%%

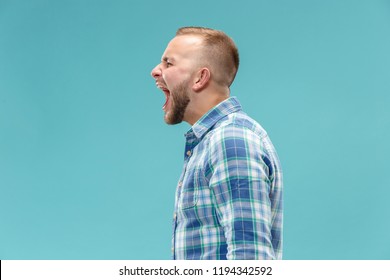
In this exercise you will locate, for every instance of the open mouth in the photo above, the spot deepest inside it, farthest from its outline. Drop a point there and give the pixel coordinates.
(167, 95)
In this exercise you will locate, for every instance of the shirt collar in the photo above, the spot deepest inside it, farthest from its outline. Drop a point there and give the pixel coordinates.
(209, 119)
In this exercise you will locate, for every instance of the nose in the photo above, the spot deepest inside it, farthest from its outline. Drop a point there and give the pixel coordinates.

%%
%%

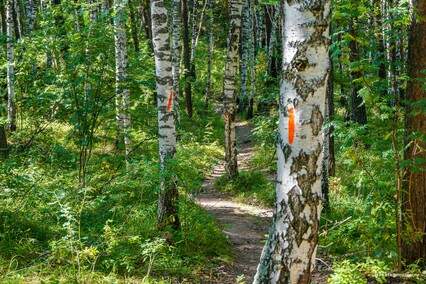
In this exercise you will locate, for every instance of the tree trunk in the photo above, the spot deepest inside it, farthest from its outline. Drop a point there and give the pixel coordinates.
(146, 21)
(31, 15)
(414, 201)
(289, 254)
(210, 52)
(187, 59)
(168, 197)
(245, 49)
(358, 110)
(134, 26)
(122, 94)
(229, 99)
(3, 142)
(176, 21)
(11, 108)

%%

Copy out every line of the items above that contains the word "collar", matching case exactly.

In this exercise you will locate, for every instance of the shirt collar in the photo above, the spot deepest inside it, farthest from its outline. Drop a point there and give the pixel coordinates.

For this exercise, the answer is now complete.